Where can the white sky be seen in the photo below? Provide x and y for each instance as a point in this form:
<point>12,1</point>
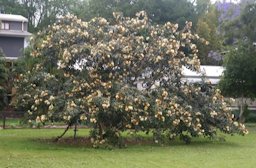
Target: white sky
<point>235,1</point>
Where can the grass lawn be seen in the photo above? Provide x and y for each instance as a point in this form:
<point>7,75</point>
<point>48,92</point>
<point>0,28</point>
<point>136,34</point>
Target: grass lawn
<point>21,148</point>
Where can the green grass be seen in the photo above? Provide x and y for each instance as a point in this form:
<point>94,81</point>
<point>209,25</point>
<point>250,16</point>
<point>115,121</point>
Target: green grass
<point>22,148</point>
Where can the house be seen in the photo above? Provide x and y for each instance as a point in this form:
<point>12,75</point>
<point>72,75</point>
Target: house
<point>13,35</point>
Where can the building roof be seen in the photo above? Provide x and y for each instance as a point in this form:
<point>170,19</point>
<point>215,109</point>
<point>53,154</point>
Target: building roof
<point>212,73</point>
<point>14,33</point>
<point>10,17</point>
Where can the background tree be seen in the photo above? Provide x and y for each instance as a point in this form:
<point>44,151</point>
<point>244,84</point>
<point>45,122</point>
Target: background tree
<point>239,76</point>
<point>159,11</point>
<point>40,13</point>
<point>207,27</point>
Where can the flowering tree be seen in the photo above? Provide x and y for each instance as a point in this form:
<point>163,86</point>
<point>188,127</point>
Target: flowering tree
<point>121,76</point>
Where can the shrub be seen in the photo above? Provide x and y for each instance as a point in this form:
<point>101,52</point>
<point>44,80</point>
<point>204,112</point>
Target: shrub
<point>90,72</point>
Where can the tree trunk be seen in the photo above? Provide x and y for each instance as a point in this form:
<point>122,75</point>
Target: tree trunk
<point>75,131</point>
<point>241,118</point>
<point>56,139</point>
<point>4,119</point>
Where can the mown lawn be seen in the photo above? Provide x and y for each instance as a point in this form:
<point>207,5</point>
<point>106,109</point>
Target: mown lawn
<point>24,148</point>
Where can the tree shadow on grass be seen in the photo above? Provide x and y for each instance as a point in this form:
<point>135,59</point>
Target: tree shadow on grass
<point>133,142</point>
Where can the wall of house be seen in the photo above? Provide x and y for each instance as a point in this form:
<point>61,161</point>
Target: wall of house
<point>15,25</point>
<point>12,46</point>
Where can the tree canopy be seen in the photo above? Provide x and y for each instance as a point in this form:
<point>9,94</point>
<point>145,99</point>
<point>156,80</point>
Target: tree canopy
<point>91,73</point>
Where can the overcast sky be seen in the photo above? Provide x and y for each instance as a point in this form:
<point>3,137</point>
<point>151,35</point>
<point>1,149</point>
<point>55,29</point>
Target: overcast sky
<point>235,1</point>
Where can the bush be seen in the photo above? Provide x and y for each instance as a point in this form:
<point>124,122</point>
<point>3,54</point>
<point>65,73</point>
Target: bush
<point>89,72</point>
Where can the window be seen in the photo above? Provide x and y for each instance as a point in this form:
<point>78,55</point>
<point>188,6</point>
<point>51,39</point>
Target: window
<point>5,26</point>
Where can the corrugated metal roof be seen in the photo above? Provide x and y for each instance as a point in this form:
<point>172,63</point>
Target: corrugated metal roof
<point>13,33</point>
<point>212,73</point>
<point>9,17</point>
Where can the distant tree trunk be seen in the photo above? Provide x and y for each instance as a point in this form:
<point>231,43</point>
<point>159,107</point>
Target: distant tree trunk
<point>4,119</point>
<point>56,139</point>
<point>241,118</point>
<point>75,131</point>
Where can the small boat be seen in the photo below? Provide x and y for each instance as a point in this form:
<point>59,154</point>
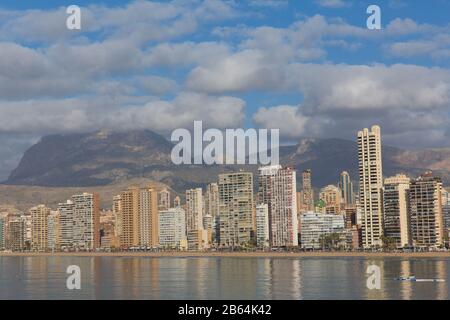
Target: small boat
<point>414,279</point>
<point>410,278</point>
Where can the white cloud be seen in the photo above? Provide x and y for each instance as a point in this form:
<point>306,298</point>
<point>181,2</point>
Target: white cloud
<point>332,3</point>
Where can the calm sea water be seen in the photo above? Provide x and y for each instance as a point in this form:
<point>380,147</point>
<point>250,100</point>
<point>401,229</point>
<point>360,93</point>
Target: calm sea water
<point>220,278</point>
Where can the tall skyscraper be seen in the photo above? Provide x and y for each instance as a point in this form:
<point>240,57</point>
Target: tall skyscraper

◇ ◇ ◇ ◇ ◇ ◇ ◇

PROBLEM TO SOLVE: Can you rewrite all the entries above with "Provide" changed to "Give" and nothing else altered, leaving out the pictures?

CORRECT RESPONSE:
Where can the white sky be seen in the photo below? Give x and y for each instance as a point in this form:
<point>12,1</point>
Target: white sky
<point>235,1</point>
Where can the grass lawn be seen in the photo above? Give x and y for each instance as a point in this form:
<point>7,75</point>
<point>48,92</point>
<point>0,28</point>
<point>136,34</point>
Target: grass lawn
<point>21,148</point>
Where can the green grass be seen in the photo above? Give x and y for each instance as a point in this form:
<point>94,81</point>
<point>209,25</point>
<point>250,16</point>
<point>115,121</point>
Target: green grass
<point>22,148</point>
Where can the house be seen in the photo above? Give x and y for each instance as a point in this form:
<point>12,75</point>
<point>72,75</point>
Target: house
<point>13,35</point>
Where can the building roof be seen in the photo above? Give x and y for each instance as a point in this form:
<point>170,19</point>
<point>215,109</point>
<point>53,154</point>
Target: building roof
<point>212,73</point>
<point>14,33</point>
<point>10,17</point>
Where can the background tree be seen in the photo above? Give x and y for each instance as a point in this form:
<point>44,151</point>
<point>244,84</point>
<point>45,122</point>
Target: background tree
<point>239,76</point>
<point>159,11</point>
<point>40,13</point>
<point>207,27</point>
Where can the flowering tree be seen in the photo above? Give x and y for each instance as a point in this form:
<point>163,86</point>
<point>188,127</point>
Target: flowering tree
<point>121,76</point>
Where can the shrub be seen in the photo above? Give x and y for each instance as a point in this form:
<point>101,52</point>
<point>44,80</point>
<point>204,112</point>
Target: shrub
<point>90,72</point>
Where can the tree trunk be seen in the photo above? Give x and y for each instance as a point in this form:
<point>122,75</point>
Target: tree trunk
<point>75,131</point>
<point>241,118</point>
<point>56,139</point>
<point>4,119</point>
Where can the mown lawn be seen in the photo above? Give x and y for each instance as a point in this form:
<point>207,5</point>
<point>106,109</point>
Target: mown lawn
<point>24,148</point>
Where can the tree shadow on grass be seen in the photo above? Give x and y for each instance as a point in this form:
<point>135,59</point>
Target: tree shadow on grass
<point>133,142</point>
Where can the wall of house be seen in the photo above? Give x and y for each instance as a point in this form:
<point>61,161</point>
Target: wall of house
<point>15,25</point>
<point>12,46</point>
Where can the tree canopy be seen in the photo above? Give x and y for each instance as a point in this form:
<point>9,94</point>
<point>145,99</point>
<point>156,80</point>
Target: tree canopy
<point>91,73</point>
Where can the overcast sky be seen in the photo above? Give x and y for each instance as a point in this form:
<point>3,137</point>
<point>151,35</point>
<point>1,149</point>
<point>55,29</point>
Target: overcast sky
<point>235,1</point>
Where can the bush be seen in the photo above? Give x and y for each instance as a point in this form:
<point>124,122</point>
<point>3,54</point>
<point>65,73</point>
Target: bush
<point>89,72</point>
Where can the window be seen in the photo above? Give x and y for each instance as a point in this form:
<point>78,55</point>
<point>188,6</point>
<point>51,39</point>
Target: window
<point>5,26</point>
Where can the corrugated metal roof be seen in the photo above? Give x and y for each instance as a point in this form:
<point>172,63</point>
Target: corrugated metal roof
<point>13,33</point>
<point>212,73</point>
<point>9,17</point>
Where can the distant tree trunk be seen in the photo above? Give x and y for each instance as a point in this form:
<point>231,43</point>
<point>159,107</point>
Target: distant tree trunk
<point>4,119</point>
<point>56,139</point>
<point>241,118</point>
<point>75,131</point>
Where can the small boat be seen in the photo below? Give x and y for each instance as a point in this form:
<point>59,154</point>
Target: small boat
<point>414,279</point>
<point>410,278</point>
Where can the white cloud be seen in the photo above? Give x and y for each instance as a point in this form:
<point>306,298</point>
<point>181,2</point>
Target: white cloud
<point>332,3</point>
Where can the calm sea water be seen in the photo above? Give x and y for each instance as a point in this form:
<point>380,147</point>
<point>250,100</point>
<point>401,229</point>
<point>360,93</point>
Target: calm sea water
<point>220,278</point>
Where can the tall skyscraper be seen in the photo above? Give x and y for each instance as a point in this form:
<point>240,57</point>
Target: tall skyscraper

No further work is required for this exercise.